Tasks to perform ->
A) In the post on the gender pay gap, how many more years does the global report say it will take for the pay gap to close?
B) Pull out every line in the listing that contains the string "brick", treating uppercase and lowercase as different.

Text shown ->
......

118 years, why are we running the world for so little?

  • Beyonce says "Girls, We Run the World".

  • Bridget Brennan says that women account for 80% of all purchase in the United States (5)

  • Woman is the vessel through which all life is born

  • More than 3/4 of of all teachers are women and this number increases even more in elementary and middle school levels (1)

  • 80% of all nurses are women (down 7% in 40 years.) (3)

  • 66% of all caregivers are women (4)

  • Without women, we as a society and culture do not exist and YET...

None of that is valued in our society, even today in 2015.

don't believe me?


Then why is it that last week a global report came out that stated it is still another 118 years until the gender pay gap closes globally? (6)

wait? what? 

Traditionally female roles like a teacher, earn less on average which is part of the problem.

The median salary for a teacher in the United States is around $40,000 and has remained relatively the same since the 1970's. (inflation-adjusted terms) (1)

YUP, that is 40 years with relatively no rise in salary!!

In comparison, women who work outside of teaching have seen salary growth around 25%. (1) However, this reinforces the idea that jobs traditionally held by women are not valued on the same level. I think it is even fair to say that we don't value "caregiving" in our culture, at least not in a way that allows people to be compensated for it. 

Or do we?

......

Data records ->
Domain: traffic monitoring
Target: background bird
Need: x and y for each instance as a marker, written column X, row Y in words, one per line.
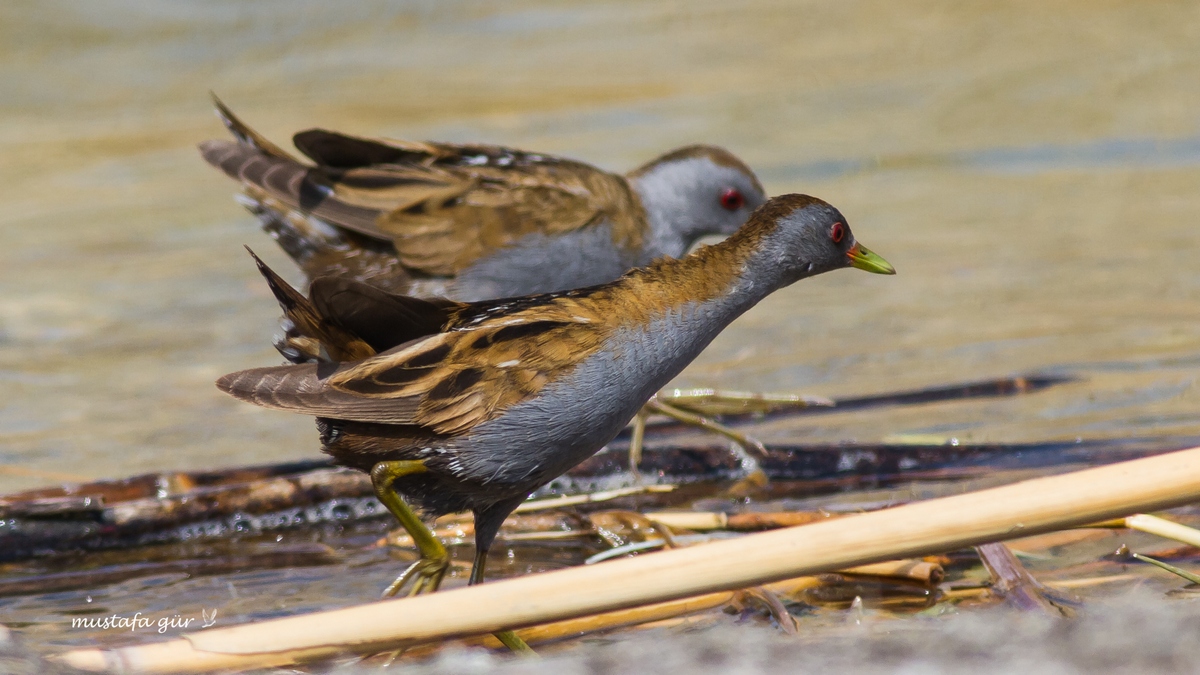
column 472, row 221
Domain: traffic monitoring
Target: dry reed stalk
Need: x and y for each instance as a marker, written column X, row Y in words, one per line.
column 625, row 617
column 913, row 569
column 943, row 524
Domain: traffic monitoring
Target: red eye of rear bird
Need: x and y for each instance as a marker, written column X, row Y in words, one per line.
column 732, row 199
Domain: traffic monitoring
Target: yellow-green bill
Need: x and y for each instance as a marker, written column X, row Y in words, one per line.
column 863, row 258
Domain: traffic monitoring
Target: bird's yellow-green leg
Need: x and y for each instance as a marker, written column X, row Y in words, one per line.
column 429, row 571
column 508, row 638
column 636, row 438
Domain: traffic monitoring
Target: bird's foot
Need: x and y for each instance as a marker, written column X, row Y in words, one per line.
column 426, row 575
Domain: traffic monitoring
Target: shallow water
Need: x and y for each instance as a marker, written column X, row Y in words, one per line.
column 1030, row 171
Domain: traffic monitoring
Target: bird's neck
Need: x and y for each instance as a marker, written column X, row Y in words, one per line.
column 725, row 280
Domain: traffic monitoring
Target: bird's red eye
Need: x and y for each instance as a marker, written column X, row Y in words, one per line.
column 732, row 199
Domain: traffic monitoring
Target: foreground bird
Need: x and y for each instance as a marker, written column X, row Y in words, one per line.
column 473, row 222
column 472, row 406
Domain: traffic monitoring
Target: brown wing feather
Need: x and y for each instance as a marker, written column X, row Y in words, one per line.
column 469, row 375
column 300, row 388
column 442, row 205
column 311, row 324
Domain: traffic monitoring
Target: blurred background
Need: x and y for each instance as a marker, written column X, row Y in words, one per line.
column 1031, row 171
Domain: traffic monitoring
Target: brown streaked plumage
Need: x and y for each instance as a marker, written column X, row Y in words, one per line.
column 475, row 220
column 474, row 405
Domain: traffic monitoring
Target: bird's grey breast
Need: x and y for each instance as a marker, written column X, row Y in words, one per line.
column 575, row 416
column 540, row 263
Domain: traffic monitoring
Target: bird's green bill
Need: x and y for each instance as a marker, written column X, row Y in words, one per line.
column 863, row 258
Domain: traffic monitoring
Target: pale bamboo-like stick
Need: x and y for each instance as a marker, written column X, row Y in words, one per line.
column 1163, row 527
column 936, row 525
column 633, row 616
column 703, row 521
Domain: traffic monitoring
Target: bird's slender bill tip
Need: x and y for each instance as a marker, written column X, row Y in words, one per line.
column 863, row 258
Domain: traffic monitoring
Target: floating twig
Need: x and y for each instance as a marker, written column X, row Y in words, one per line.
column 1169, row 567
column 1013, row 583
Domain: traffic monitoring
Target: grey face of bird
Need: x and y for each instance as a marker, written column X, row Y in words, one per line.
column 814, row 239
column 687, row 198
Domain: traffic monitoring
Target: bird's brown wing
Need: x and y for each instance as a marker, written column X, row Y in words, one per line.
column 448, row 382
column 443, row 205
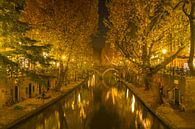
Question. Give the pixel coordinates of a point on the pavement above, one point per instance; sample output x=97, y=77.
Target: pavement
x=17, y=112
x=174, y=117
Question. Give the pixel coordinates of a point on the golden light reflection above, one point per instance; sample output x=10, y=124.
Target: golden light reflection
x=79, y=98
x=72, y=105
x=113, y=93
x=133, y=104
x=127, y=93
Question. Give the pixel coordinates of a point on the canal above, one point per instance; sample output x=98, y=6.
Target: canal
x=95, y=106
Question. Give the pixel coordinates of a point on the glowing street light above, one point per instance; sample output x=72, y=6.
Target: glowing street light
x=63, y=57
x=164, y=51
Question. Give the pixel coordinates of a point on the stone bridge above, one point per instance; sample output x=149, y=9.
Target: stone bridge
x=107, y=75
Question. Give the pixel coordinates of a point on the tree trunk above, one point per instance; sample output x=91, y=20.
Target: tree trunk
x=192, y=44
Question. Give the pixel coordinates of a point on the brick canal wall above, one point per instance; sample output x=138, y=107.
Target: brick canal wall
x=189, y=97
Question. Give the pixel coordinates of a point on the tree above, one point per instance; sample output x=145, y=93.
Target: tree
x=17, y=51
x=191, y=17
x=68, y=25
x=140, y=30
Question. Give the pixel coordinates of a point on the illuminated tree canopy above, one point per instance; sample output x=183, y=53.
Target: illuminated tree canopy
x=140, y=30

......

Solutions to the problems ->
A) Another 118 years.

B)
Question. Give the pixel coordinates of a point on the brick canal wall above, one point per instance; sample output x=138, y=107.
Target: brick canal wall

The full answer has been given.